Data for this task below:

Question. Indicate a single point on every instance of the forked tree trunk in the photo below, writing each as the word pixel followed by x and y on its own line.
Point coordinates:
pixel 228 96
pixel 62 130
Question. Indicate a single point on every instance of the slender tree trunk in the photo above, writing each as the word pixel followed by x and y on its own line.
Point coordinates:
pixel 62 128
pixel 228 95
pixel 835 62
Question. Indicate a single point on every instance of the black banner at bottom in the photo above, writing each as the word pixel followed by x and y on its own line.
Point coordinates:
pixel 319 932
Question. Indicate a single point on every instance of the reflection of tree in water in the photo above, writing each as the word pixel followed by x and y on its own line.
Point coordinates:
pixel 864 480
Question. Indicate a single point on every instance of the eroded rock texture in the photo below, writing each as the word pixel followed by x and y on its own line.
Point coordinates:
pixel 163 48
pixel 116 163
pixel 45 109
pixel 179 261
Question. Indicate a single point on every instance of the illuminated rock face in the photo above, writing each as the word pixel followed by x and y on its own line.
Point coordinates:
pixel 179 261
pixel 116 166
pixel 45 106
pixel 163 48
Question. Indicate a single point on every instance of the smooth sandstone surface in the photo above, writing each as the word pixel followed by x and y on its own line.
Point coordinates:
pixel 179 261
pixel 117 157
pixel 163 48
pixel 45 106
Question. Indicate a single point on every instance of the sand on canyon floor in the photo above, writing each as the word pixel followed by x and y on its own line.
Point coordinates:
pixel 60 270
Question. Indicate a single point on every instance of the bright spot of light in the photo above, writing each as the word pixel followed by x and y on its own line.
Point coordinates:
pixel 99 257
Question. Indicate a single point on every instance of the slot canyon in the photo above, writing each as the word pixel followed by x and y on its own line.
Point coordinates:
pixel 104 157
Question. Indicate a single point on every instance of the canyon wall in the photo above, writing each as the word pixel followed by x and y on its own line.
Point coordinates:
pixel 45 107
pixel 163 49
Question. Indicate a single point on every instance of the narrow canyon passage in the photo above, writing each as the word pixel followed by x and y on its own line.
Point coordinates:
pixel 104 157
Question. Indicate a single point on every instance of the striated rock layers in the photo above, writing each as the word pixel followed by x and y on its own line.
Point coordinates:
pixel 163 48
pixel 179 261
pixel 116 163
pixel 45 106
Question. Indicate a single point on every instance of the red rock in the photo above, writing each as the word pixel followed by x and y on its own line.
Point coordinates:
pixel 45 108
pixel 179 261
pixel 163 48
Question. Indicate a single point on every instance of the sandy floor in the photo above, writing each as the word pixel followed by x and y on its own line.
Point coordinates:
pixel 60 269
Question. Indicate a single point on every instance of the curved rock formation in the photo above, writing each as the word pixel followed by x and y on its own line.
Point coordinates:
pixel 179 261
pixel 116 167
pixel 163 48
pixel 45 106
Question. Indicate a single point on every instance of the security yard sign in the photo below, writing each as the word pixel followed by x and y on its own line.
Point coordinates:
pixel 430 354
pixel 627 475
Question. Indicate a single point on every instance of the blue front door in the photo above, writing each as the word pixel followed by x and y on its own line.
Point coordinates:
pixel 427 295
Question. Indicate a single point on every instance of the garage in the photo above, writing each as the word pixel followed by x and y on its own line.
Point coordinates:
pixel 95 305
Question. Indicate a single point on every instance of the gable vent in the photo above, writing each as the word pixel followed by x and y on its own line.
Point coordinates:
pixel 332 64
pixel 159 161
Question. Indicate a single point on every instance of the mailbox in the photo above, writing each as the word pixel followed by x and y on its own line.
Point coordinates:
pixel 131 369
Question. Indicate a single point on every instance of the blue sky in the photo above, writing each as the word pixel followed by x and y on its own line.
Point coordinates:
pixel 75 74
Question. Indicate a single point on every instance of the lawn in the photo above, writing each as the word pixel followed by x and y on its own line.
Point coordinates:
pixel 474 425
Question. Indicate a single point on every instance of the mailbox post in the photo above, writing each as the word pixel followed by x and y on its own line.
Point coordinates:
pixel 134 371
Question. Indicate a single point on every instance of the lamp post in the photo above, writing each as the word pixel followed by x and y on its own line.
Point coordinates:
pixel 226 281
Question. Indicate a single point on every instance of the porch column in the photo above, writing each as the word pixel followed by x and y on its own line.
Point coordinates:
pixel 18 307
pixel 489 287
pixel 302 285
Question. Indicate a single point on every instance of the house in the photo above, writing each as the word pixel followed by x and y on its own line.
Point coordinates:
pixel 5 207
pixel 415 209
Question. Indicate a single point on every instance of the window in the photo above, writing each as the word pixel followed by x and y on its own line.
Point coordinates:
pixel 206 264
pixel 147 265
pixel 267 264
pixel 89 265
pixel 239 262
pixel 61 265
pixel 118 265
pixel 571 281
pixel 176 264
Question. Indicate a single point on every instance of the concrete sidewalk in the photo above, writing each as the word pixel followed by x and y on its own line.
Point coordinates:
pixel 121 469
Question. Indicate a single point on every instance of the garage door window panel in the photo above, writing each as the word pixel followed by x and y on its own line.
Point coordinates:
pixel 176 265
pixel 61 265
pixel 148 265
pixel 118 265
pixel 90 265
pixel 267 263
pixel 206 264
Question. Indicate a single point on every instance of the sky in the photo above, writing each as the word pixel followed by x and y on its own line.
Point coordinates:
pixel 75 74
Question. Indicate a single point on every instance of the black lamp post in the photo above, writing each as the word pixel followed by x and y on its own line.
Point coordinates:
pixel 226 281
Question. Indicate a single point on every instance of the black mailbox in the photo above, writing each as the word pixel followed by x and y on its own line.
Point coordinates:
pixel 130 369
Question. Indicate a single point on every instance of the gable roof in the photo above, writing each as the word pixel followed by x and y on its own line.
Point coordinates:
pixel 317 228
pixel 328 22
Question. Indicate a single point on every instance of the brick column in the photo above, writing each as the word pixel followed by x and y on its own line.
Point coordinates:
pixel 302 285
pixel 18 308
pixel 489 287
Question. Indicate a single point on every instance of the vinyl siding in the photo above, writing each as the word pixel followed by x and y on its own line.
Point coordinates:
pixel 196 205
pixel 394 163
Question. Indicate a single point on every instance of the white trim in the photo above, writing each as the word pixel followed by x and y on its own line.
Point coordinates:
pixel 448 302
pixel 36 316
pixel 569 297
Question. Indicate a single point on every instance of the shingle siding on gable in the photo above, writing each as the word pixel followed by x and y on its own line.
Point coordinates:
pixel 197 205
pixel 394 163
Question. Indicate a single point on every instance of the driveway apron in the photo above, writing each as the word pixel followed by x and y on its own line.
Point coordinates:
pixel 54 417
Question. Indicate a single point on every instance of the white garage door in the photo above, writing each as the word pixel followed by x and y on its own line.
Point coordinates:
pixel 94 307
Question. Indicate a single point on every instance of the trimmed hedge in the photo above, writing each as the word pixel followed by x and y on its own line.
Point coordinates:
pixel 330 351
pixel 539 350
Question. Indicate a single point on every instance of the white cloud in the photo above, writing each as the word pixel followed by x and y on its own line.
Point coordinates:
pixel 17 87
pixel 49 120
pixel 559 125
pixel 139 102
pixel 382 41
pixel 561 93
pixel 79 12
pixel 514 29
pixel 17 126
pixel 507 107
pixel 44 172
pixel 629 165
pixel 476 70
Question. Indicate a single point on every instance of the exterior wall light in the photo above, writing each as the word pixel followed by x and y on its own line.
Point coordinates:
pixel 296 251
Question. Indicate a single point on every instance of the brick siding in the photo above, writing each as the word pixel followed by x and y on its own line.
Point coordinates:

End of Data for this task.

**Exercise details**
Would you transcribe the entries above exactly as they appear?

**Completed exercise**
Question. Indicate a single point on every instance of the forked tree trunk in the photo below, writing each as the word pixel followed by x and y on its own line.
Point coordinates:
pixel 228 96
pixel 62 130
Question. Indicate a single point on every instance of the slender tree trunk in the photo above, writing each as the word pixel followed by x and y on its own line.
Point coordinates:
pixel 62 128
pixel 228 95
pixel 835 62
Question. Indicate a single point on every instance of the black banner at bottom in the photo above, writing each as the word pixel followed by x and y on its own line.
Point coordinates:
pixel 319 932
Question. Indicate a single point on every instance of the reflection of tree in water in the photo above, writing each as the word pixel followed by x and y on its own line.
Point coordinates:
pixel 864 480
Question. Indicate a single point on every instance of the eroded rock texture in the photo below, writing each as the word pixel followed by x and y on its own line.
Point coordinates:
pixel 163 48
pixel 116 163
pixel 45 109
pixel 179 261
Question. Indicate a single point on every instance of the illuminated rock face in the photo above, writing each as the word pixel followed by x and y on its own line.
Point coordinates:
pixel 179 261
pixel 116 166
pixel 45 106
pixel 163 48
Question. Indicate a single point on every instance of the smooth sandstone surface in the photo above, writing each as the word pixel followed by x and y on its own line.
Point coordinates:
pixel 179 261
pixel 117 157
pixel 163 48
pixel 45 106
Question. Indicate a single point on every instance of the sand on canyon floor in the photo above, writing each as the word pixel followed by x and y on its own line.
Point coordinates:
pixel 60 270
Question. Indicate a single point on every instance of the bright spot of light in the photo above, writing each as the word pixel followed by x and y on its own line.
Point coordinates:
pixel 99 257
Question. Indicate a single point on every instance of the slot canyon in the photo above, writing each as the word pixel followed by x and y on its own line.
Point coordinates:
pixel 104 157
Question. Indicate a single point on every instance of the canyon wall in the photo above, writing each as the word pixel followed by x and y on its own line.
Point coordinates:
pixel 45 107
pixel 163 49
Question. Indicate a single point on every instance of the narrow canyon passage in the photo above, writing each as the word pixel followed by x and y on its own line.
Point coordinates:
pixel 104 157
Question. Indicate a single point on every instance of the striated rock layers in the photo above, writing each as the word pixel followed by x and y on its own line.
Point coordinates:
pixel 163 48
pixel 179 261
pixel 116 163
pixel 45 106
Question. Indicate a single point on every instance of the red rock in the photo above, writing each as the word pixel followed by x and y on its own line.
Point coordinates:
pixel 45 108
pixel 179 261
pixel 163 48
Question. Indicate a single point on every instance of the sandy floor in the photo above, writing each as the word pixel followed by x and y on its own line.
Point coordinates:
pixel 60 269
Question. Indicate a single point on every instance of the curved rock formation in the photo above, writing each as the word pixel followed by x and y on its own line.
Point coordinates:
pixel 179 261
pixel 116 167
pixel 163 48
pixel 45 106
Question. Indicate a single point on every instance of the security yard sign in the photo below, writing each as the word pixel followed by x and y on its own line.
Point coordinates:
pixel 430 354
pixel 627 475
Question. Indicate a single point on every instance of the blue front door in the photo above, writing each as the word pixel followed by x and y on its own line.
Point coordinates:
pixel 427 295
Question. Indicate a single point on every instance of the garage in the photo above, writing each as the word pixel followed by x and y on its own line.
Point coordinates:
pixel 95 305
Question. Indicate a single point on every instance of the gable vent in the photo above, writing each as the word pixel followed by x and y on its own line.
Point coordinates:
pixel 332 64
pixel 159 161
Question. Indicate a single point on every instance of the mailbox in the photo above, writing each as the word pixel followed by x and y on its own line.
Point coordinates:
pixel 131 369
Question. Indicate a single point on every instance of the blue sky in the photo above, writing each as the word pixel followed by x and y on its own line.
Point coordinates:
pixel 75 74
Question. Indicate a single point on every instance of the lawn in the photo above, writing each as the word pixel followed by x and y on its own line.
Point coordinates:
pixel 474 425
Question. Indicate a single point on every instance of the mailbox post in the photo above, writing each as the word pixel followed by x and y on its own line.
Point coordinates:
pixel 134 371
Question. Indicate a single point on every instance of the lamp post in the photo above, writing each as the word pixel followed by x and y on its own line.
Point coordinates:
pixel 226 281
Question. Indicate a single point on every instance of the porch column in the photo above, writing each as the word pixel followed by x and y on its own line.
Point coordinates:
pixel 18 307
pixel 489 287
pixel 302 285
Question. Indicate a single point on every instance of the house in the photo above, writing each as the word pixel followed by x and y on its own line.
Point coordinates:
pixel 5 207
pixel 415 209
Question. Indicate a single point on every instance of the window in the photo above, writing each as the word pixel followed by x and y on its own line.
Point coordinates:
pixel 206 264
pixel 147 265
pixel 267 264
pixel 89 265
pixel 239 262
pixel 61 265
pixel 118 265
pixel 571 281
pixel 176 264
Question. Indicate a single point on every instance of the concrete sidewalk in the photo above, writing each as the word pixel followed by x and y on its own line.
Point coordinates:
pixel 121 469
Question. Indicate a single point on every instance of the garage door window panel in the photo above, writing each as the word pixel followed by x and y on its own line.
Point coordinates:
pixel 176 265
pixel 61 265
pixel 148 265
pixel 118 265
pixel 90 265
pixel 267 263
pixel 206 264
Question. Indicate a single point on every instance of the sky in the photo above, writing each as the word pixel followed by x and y on its own line.
Point coordinates:
pixel 75 74
Question. Indicate a single point on every instance of the black lamp post in the photo above, writing each as the word pixel followed by x and y on its own line.
Point coordinates:
pixel 226 281
Question. Indicate a single point on every instance of the black mailbox in the photo above, writing each as the word pixel followed by x and y on its own line.
Point coordinates:
pixel 130 369
Question. Indicate a single point on every instance of the gable roof in the photo above, writing each as the word pixel followed by x and y on its own line.
Point coordinates:
pixel 317 228
pixel 328 22
Question. Indicate a single point on every instance of the brick column in the photo above, writing each as the word pixel followed by x and y on its own line.
Point coordinates:
pixel 302 285
pixel 18 308
pixel 489 287
Question. Indicate a single point on every instance of the vinyl siding in the photo above, writing each as the word pixel followed by x and y on its own line.
Point coordinates:
pixel 196 205
pixel 394 163
Question. Indicate a single point on every instance of the white trim in the photo above, writing each as the word pixel followed by x and y on its own line.
Point coordinates:
pixel 448 302
pixel 36 316
pixel 569 297
Question. Indicate a single point on every instance of the shingle siding on gable in the photo above, writing each as the word pixel followed by x and y on its own line.
Point coordinates:
pixel 197 205
pixel 394 163
Question. Indicate a single point on every instance of the driveway apron in the photo above, writing each as the word pixel followed by x and y on its own line.
Point coordinates:
pixel 54 417
Question. Indicate a single point on every instance of the white garage door in the photo above, writing each as the word pixel followed by x and y on its own line.
Point coordinates:
pixel 94 307
Question. Indicate a single point on every instance of the trimmed hedge in the photo above, writing each as the word pixel followed by x and y on its own line.
Point coordinates:
pixel 330 351
pixel 539 350
Question. Indicate a single point on every instance of the white cloud in the photo above, writing each as the word pixel followed by x and y on its own line.
Point coordinates:
pixel 17 87
pixel 49 120
pixel 559 125
pixel 139 102
pixel 382 41
pixel 561 93
pixel 79 12
pixel 514 29
pixel 17 126
pixel 507 107
pixel 44 172
pixel 629 165
pixel 476 70
Question. Indicate a single point on every instance of the exterior wall light in the photo above, writing each as the word pixel followed by x and y on its own line.
Point coordinates:
pixel 296 251
Question. Indicate a single point on every instance of the brick siding in the photo above, writing each as the word pixel followed by x and y on its own line.
Point coordinates:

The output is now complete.